# SELECTED TEXT:
+-------+

There were a lot of those moments in the Seventies, a lot of times where we almost got something good going. April 22, 1970, for example, was the first Earth Day. We knew then where all this was heading and for a brief shining moment thought we might do something about it. We got the Clean Air Act in 1970, too, and the Environmental Protection Agency. The Clean Water Act came along in a couple of years, then the Endangered Species Act.

Richard Nixon, man! … a turd in a punchbowl if there ever was one, but he played a positive role in a lot of that stuff. He even had a plan for universal basic income and federal health insurance for all. The Equal Rights Amendment made it through the U.S House and Senate.  The Congressional Black Caucus was formed. Congresswoman Barbara Jordan gave the keynote at the Democratic National Convention, and President Jimmy Carter appointed Andrew Young as the U.S. Ambassador to the United Nations.

Meanwhile, the American Psychiatric Association took homosexuality off its list of mental illnesses, and two years after that the American Psychological Association agreed that gay was okay and, furthermore, said mental-health workers should take point in getting rid of the stigma.

+-------+

# MATERIAL:
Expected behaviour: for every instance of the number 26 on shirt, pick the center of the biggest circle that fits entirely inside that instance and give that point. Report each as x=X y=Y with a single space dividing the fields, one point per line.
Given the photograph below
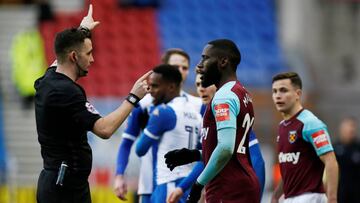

+-------+

# WRITTEN INSTRUCTION:
Carry on the passage about the Seventies, found above the listing, starting right after its last sentence.

# OUTPUT FOR THIS TASK:
“Our Bodies Ourselves” came out, and “The Joy of Sex.” Roe v. Wade was decided correctly. There was music and fashion and pop culture and art, “The Rockford Files” and the Ferrari 308 GTB.

My personal memories of the decade are as fragmented and faded as a collection of color photos from the time. My Favorite Bit of writing “Mercury Rising” was shuffling through them and, while doing the research to fill the gaps, realizing there were a lot of things we nearly got right.

 But that’s what fantasy is for. What would have happened if, instead of spending years and dollars and lives fighting a Cold War, the Soviet Union and the U.S. had rallied the rest of the world into a common cause? If the Brothers Kennedy hadn’t died? If, instead of nuclear weapons, the superpowers built colonies on the Moon and Mars? If Nixon’s universal-basic-income plan had come to fruition? If Eisenhower had welcomed gay people into the military and weekly mental-health counseling became mandatory for members of the armed forces? If Jessie Jackson had been elected VP in 1976?

A better world, right? And if we owe it all to a fleet of malevolent, multi-armed, meteor-tossing extraterrestrials who have already destroyed four cities and want to wipe out the entire human race?

Quick, turn the pages and find out!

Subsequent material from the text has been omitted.